Supplied material section start

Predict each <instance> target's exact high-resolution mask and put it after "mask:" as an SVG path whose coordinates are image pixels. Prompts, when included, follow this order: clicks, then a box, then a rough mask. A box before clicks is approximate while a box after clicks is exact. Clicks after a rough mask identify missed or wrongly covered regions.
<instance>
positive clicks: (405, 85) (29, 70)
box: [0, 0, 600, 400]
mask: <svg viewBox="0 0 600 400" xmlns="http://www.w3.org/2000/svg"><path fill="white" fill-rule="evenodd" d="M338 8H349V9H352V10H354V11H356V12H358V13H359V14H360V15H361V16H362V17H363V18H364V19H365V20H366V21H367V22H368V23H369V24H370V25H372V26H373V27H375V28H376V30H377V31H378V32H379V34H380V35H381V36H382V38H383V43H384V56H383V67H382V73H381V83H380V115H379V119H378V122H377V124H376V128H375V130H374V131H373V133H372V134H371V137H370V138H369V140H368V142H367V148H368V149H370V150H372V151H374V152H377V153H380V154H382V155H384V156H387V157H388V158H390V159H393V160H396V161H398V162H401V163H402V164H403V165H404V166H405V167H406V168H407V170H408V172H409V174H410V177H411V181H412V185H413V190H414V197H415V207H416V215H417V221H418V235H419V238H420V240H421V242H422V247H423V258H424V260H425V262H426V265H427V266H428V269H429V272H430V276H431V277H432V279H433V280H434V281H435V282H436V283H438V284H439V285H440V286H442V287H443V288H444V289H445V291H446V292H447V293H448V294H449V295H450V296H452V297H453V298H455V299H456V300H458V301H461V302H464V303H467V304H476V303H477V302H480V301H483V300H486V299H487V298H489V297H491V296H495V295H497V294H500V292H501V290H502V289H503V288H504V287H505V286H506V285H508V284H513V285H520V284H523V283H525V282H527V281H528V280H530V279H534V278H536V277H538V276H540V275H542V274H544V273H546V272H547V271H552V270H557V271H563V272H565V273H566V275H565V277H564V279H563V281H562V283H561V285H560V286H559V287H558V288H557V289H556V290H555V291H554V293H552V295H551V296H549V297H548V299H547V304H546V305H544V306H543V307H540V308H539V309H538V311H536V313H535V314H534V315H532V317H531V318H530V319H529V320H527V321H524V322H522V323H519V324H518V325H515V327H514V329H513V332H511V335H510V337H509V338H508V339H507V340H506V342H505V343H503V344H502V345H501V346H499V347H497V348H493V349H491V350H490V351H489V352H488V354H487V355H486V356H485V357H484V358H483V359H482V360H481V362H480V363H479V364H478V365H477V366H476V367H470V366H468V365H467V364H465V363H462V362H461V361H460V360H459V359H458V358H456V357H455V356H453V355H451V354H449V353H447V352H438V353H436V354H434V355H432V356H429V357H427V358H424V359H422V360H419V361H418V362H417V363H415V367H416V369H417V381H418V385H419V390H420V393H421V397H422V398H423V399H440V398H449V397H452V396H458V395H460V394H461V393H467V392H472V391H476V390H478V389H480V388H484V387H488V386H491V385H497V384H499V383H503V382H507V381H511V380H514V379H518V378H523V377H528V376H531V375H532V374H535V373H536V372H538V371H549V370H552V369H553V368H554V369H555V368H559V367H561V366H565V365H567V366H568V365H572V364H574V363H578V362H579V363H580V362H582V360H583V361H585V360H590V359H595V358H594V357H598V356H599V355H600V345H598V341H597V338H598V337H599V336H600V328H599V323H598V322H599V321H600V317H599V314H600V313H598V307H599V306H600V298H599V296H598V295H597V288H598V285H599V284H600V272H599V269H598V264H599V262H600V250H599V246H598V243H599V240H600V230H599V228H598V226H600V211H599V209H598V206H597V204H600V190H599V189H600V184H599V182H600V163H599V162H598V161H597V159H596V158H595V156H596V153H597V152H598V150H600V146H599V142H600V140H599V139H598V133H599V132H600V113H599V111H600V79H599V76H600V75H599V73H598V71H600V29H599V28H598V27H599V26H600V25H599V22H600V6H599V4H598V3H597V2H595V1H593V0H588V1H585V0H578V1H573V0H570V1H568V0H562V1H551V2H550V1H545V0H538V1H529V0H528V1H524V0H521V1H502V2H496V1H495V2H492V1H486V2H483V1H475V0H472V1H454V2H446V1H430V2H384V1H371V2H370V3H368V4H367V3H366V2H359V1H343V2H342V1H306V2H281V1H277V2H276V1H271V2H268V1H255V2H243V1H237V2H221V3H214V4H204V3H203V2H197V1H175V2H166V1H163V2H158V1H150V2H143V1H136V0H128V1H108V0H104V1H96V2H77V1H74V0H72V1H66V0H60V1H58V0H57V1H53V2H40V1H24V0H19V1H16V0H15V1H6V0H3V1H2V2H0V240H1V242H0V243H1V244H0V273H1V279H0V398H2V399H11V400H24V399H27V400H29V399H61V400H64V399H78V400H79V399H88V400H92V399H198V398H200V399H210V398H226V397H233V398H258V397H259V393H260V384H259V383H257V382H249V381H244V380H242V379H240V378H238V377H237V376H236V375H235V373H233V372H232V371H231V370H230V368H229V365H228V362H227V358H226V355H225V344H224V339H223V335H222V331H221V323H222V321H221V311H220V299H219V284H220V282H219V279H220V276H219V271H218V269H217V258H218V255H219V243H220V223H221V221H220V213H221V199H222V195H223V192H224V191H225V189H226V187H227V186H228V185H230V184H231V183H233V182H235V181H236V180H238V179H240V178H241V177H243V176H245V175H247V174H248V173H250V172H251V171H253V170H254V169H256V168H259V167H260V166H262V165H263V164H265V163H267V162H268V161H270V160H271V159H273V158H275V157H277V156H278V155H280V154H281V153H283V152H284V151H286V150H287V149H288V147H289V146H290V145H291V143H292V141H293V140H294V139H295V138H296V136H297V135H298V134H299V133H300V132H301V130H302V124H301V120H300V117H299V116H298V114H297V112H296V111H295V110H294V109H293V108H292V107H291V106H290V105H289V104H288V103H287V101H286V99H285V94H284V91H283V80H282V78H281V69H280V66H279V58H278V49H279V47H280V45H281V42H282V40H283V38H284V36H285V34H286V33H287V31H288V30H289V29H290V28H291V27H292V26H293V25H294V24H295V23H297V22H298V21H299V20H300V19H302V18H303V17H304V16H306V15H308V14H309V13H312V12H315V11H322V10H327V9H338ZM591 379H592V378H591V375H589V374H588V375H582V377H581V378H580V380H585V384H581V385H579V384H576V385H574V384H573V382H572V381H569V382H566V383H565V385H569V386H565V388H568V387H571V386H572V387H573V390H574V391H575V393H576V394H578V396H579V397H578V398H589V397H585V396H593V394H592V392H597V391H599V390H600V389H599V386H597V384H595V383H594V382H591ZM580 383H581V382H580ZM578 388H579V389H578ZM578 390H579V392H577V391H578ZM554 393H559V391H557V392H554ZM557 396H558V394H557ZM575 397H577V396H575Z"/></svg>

Supplied material section end

Directive
Please print the items above from their first line through the line containing "box: [0, 0, 600, 400]", both included, reproducing each line without any change.

Worked solution
Predict each <instance> target's exact high-resolution mask and put it after "mask:" as an SVG path whose coordinates are image pixels. Prompts, when included, follow this order: clicks, then a box, then a rough mask. A box before clicks is approximate while a box after clicks is exact. Clicks after a rough mask identify missed or wrongly covered regions.
<instance>
positive clicks: (405, 85) (29, 70)
box: [0, 0, 600, 400]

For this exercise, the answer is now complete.